___ GIVEN RECORDS ___

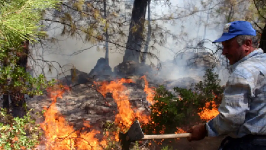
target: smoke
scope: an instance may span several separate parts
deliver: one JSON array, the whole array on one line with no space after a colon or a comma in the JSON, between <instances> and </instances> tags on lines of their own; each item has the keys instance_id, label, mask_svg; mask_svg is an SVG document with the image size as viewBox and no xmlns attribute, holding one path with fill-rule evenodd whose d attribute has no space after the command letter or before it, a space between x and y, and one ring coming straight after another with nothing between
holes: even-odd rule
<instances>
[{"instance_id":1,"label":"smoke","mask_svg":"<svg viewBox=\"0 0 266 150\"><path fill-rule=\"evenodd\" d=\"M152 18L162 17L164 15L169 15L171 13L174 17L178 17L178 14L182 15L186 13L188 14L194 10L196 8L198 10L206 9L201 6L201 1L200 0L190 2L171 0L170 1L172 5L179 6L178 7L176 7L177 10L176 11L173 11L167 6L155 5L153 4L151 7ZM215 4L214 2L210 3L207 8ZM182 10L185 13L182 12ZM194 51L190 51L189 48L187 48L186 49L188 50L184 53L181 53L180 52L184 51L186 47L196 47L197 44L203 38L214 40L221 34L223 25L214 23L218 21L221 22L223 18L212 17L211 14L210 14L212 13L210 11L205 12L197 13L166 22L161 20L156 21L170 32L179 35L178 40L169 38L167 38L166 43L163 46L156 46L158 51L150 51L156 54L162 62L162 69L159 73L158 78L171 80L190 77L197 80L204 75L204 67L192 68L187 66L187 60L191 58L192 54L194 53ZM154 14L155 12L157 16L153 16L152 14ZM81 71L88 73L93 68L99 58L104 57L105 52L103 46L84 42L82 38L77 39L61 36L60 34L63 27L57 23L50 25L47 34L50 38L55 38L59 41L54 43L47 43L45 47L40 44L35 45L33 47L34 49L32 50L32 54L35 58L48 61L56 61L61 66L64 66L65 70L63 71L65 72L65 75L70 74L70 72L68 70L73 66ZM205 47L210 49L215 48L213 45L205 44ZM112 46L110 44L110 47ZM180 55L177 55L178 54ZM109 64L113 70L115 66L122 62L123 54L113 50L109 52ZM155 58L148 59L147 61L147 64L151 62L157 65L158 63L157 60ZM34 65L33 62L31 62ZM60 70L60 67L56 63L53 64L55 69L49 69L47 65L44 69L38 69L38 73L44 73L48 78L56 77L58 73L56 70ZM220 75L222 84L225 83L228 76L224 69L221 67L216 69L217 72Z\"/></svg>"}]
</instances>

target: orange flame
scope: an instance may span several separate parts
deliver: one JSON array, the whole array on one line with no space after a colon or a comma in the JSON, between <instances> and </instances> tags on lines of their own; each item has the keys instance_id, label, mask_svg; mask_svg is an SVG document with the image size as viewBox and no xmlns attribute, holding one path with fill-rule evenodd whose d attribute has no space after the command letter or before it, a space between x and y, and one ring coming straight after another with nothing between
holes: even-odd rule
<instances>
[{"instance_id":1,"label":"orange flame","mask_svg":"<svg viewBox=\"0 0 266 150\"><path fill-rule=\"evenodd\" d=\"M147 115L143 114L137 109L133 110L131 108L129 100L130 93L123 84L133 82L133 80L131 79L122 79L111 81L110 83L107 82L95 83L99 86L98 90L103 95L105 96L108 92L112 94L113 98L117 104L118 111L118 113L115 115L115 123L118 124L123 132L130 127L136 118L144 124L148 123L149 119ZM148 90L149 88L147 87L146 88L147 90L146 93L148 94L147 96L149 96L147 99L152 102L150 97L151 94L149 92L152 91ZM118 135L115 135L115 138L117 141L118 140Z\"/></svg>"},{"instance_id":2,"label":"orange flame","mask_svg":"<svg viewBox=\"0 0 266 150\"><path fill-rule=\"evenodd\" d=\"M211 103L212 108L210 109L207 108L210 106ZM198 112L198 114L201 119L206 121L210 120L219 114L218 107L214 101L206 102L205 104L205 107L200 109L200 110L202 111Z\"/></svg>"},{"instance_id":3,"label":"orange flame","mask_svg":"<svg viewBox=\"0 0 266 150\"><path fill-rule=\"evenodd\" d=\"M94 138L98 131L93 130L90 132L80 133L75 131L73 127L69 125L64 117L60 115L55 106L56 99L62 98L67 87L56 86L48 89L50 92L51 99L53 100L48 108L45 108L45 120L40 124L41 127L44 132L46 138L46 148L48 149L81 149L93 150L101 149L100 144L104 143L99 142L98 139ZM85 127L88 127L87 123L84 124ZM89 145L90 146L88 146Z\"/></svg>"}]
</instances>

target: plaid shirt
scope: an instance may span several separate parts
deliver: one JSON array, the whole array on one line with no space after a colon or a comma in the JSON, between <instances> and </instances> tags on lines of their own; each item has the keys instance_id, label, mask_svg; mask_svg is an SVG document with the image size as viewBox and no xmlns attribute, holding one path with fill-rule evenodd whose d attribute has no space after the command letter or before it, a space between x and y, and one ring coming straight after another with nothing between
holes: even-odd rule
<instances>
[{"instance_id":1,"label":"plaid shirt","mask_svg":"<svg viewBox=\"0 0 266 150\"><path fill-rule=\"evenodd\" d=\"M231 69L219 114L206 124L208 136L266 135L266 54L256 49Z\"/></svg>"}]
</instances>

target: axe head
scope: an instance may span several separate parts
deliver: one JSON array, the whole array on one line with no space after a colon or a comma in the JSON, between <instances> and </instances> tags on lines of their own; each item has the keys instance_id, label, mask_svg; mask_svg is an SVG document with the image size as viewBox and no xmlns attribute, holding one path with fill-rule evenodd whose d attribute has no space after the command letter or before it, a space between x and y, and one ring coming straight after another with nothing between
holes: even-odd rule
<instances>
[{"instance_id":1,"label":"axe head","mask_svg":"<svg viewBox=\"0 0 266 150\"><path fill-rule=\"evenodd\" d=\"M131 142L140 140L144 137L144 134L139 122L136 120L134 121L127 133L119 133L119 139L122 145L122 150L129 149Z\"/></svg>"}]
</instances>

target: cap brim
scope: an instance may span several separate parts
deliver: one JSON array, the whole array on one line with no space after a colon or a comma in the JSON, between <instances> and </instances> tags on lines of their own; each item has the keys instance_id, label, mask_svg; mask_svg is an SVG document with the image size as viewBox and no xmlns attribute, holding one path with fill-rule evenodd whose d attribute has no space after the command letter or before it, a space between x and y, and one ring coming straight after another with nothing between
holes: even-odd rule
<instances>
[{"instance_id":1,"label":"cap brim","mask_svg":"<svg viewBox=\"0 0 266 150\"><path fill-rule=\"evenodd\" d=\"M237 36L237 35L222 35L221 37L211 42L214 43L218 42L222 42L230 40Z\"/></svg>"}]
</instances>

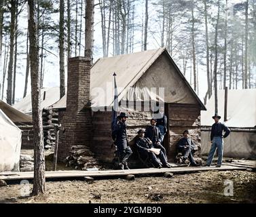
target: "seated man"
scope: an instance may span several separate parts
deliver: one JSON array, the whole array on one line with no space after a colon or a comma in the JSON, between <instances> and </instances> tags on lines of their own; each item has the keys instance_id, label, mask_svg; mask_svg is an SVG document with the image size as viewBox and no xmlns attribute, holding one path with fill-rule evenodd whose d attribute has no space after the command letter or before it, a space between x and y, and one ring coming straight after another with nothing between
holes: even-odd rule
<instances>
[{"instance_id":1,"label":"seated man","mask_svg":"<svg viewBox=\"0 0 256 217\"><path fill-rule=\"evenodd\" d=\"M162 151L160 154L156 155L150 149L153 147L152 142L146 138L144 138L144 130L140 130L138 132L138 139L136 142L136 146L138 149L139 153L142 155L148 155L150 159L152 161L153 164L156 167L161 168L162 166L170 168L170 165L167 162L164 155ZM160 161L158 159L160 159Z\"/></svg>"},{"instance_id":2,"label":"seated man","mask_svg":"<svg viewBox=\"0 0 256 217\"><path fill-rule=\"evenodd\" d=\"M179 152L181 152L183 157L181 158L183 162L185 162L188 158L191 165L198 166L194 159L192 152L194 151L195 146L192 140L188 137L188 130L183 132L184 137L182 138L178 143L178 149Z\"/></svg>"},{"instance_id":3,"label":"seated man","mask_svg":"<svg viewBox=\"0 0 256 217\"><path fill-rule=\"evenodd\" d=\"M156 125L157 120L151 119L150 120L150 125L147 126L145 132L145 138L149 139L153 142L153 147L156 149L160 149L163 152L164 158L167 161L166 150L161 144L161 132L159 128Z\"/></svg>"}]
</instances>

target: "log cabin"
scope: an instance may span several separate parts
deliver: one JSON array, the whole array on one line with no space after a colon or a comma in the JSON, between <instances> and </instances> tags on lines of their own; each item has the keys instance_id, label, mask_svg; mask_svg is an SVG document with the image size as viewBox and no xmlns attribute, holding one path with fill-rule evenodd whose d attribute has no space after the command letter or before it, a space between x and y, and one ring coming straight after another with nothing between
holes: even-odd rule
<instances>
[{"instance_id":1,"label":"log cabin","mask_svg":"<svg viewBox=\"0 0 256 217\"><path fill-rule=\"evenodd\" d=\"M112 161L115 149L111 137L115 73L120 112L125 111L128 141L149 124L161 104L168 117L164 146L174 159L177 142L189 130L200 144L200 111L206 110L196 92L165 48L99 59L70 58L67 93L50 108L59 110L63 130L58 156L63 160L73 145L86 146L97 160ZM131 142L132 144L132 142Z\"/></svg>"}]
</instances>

___

Collect every line above that contains the word "target" and copy each of those lines in full.

target: smoke
target: orange flame
target: plaid shirt
target: axe head
target: cap brim
target: "seated man"
target: "log cabin"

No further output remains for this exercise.